═════ Data shown
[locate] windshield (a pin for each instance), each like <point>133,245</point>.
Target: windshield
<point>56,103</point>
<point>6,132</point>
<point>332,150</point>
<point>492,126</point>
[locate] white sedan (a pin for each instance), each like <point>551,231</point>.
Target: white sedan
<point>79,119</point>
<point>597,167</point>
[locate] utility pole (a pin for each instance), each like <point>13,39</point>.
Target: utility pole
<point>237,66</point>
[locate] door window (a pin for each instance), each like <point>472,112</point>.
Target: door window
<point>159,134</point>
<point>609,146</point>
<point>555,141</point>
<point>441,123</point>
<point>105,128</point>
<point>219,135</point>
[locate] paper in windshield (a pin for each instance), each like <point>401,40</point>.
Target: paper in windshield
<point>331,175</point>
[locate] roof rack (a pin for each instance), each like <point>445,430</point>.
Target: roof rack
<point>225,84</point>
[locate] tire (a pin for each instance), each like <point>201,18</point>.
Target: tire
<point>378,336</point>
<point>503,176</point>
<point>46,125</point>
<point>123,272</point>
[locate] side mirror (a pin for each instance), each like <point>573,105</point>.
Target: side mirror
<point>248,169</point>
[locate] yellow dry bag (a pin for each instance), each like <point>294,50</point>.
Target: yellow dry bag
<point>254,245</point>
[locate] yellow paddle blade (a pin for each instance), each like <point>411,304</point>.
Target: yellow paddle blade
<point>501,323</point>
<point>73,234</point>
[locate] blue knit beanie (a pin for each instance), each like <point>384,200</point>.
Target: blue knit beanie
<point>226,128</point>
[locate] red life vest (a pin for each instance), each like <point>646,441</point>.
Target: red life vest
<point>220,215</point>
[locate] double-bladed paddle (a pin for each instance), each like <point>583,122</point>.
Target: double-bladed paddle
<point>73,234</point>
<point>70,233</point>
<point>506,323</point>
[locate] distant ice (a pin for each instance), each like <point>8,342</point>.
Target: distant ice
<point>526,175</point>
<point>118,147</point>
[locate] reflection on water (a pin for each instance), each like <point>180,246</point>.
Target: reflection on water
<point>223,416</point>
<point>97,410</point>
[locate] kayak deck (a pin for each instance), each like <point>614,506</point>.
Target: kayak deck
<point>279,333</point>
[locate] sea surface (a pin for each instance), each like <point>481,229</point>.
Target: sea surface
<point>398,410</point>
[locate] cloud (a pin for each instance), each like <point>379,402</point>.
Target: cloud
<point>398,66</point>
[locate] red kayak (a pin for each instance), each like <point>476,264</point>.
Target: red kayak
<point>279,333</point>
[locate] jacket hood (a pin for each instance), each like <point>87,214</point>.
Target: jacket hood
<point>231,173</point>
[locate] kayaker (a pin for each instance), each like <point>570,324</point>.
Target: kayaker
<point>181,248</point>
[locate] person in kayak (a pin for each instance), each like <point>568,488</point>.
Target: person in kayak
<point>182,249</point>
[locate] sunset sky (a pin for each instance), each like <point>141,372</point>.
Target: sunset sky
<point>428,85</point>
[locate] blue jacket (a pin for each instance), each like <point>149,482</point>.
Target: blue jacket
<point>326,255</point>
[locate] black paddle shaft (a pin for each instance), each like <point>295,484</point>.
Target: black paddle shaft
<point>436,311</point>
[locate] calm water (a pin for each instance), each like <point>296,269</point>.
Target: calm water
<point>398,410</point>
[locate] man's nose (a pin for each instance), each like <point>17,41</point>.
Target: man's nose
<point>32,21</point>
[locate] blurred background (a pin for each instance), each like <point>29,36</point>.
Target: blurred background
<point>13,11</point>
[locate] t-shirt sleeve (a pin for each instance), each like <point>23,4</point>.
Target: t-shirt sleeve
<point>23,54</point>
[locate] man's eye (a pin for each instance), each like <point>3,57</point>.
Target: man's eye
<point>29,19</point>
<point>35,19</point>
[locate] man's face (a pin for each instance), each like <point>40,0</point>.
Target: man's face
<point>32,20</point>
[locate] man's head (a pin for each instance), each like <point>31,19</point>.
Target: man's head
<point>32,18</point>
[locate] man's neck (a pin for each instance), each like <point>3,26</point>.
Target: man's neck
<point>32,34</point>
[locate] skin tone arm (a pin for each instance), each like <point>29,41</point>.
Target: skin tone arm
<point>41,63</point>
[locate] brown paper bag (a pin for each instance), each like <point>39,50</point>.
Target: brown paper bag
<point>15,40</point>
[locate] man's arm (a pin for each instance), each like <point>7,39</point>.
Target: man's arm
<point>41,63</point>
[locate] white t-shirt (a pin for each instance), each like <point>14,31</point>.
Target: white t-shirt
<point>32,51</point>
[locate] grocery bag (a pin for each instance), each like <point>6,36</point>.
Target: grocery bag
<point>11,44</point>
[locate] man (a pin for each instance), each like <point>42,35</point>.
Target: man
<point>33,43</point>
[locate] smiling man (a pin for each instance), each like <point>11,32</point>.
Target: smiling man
══════════
» What you have to do
Make an exact copy of the listing shown above.

» Task response
[locate] windshield (a pin for each instance), each like <point>133,245</point>.
Target: windshield
<point>56,103</point>
<point>6,132</point>
<point>332,150</point>
<point>492,126</point>
[locate] white sedan (a pin for each instance), each like <point>551,231</point>.
Target: white sedan
<point>79,119</point>
<point>597,167</point>
[locate] utility pole (a pin for each instance), each like <point>13,39</point>.
Target: utility pole
<point>237,66</point>
[locate] door window (a pin for each instance), each like <point>472,112</point>.
Target: door window
<point>159,134</point>
<point>609,146</point>
<point>555,141</point>
<point>441,123</point>
<point>105,128</point>
<point>219,135</point>
[locate] paper in windshield (a pin for each instance), each like <point>401,40</point>.
Target: paper in windshield
<point>331,175</point>
[locate] roof rack (a pin for each instance), each like <point>445,430</point>.
Target: roof rack
<point>225,84</point>
[locate] tire (a pin for each instance), each like <point>201,18</point>.
Target: tire
<point>378,336</point>
<point>503,176</point>
<point>46,125</point>
<point>123,272</point>
[locate] side mirror (a pin for each instance), each like <point>573,105</point>.
Target: side mirror
<point>248,169</point>
[locate] yellow dry bag (a pin for each instance), each like <point>294,50</point>.
Target: yellow dry bag
<point>254,245</point>
[locate] yellow paddle blade (a pin for each instance), each like <point>411,304</point>.
Target: yellow paddle blade
<point>501,323</point>
<point>73,234</point>
[locate] blue knit beanie (a pin for each instance), each like <point>384,200</point>.
Target: blue knit beanie
<point>226,128</point>
[locate] red life vest (a pin for each instance), each like <point>646,441</point>.
Target: red life vest
<point>220,215</point>
[locate] double-bladed paddle (a pin for each instance), each like <point>583,122</point>.
Target: double-bladed paddle
<point>73,234</point>
<point>70,233</point>
<point>506,323</point>
[locate] distant ice (a pin for each instance), each like <point>8,342</point>.
Target: distant ice
<point>526,175</point>
<point>118,147</point>
[locate] reflection on water (a pin for each instance), each like <point>180,246</point>.
Target: reflection on water
<point>223,416</point>
<point>97,410</point>
[locate] kayak deck (a pin for each instance), each like <point>614,506</point>.
Target: kayak deck
<point>279,333</point>
[locate] sea surface (a pin for each instance), each like <point>481,229</point>.
Target: sea surface
<point>398,410</point>
[locate] cloud (a pin for each instance), each like <point>379,402</point>.
Target: cloud
<point>398,66</point>
[locate] red kayak (a pin for each instance), each like <point>476,264</point>.
Target: red kayak
<point>279,333</point>
[locate] jacket hood (a pin for each instance), each like <point>87,214</point>.
Target: jacket hood
<point>231,173</point>
[locate] kayaker (a pin for each instance), each like <point>570,324</point>.
Target: kayaker
<point>181,248</point>
[locate] person in kayak (a pin for each instance), each like <point>568,488</point>.
Target: person in kayak
<point>182,249</point>
[locate] sunset sky (a pin for each instance), each like <point>141,372</point>.
Target: sunset sky
<point>428,85</point>
[locate] blue jacket (a pin for each instance), each like <point>149,482</point>.
Target: blue jacket
<point>326,255</point>
[locate] black paddle shaft (a pin for each instance), each like <point>295,484</point>.
Target: black paddle shaft
<point>436,311</point>
[locate] calm water (a pin for each instance), each like <point>296,269</point>.
Target: calm water
<point>398,410</point>
[locate] man's nose (a pin for each instance), each like <point>17,41</point>.
Target: man's nose
<point>32,21</point>
[locate] blurred background (a pin for each instance), each like <point>29,36</point>.
Target: blurred background
<point>13,11</point>
[locate] t-shirt sleeve (a pin for each instance), each like <point>23,4</point>.
Target: t-shirt sleeve
<point>23,54</point>
[locate] man's eye (a pin for each instance), each like <point>3,57</point>.
Target: man's eye
<point>29,19</point>
<point>35,19</point>
[locate] man's face (a pin for each instance), each like <point>40,0</point>.
Target: man's face
<point>32,20</point>
[locate] man's head (a pin for each instance), each like <point>31,19</point>.
Target: man's head
<point>32,18</point>
[locate] man's neck (a pin for each instance), each like <point>3,26</point>.
Target: man's neck
<point>32,34</point>
[locate] skin tone arm (a pin for each instance), each like <point>29,41</point>.
Target: skin tone arm
<point>41,63</point>
[locate] brown paper bag (a pin for each instance), each like <point>39,50</point>.
Target: brown paper bag
<point>15,40</point>
[locate] man's arm (a pin for each instance), each like <point>7,39</point>.
Target: man's arm
<point>41,63</point>
[locate] white t-shirt (a pin for each instance), each like <point>14,31</point>.
Target: white t-shirt
<point>32,51</point>
[locate] grocery bag (a pin for each instance), each like <point>6,36</point>.
Target: grocery bag
<point>11,44</point>
[locate] man (a pin for each instance), each like <point>42,35</point>.
Target: man
<point>33,43</point>
[locate] smiling man (a pin for each instance), each like <point>11,32</point>.
Target: smiling man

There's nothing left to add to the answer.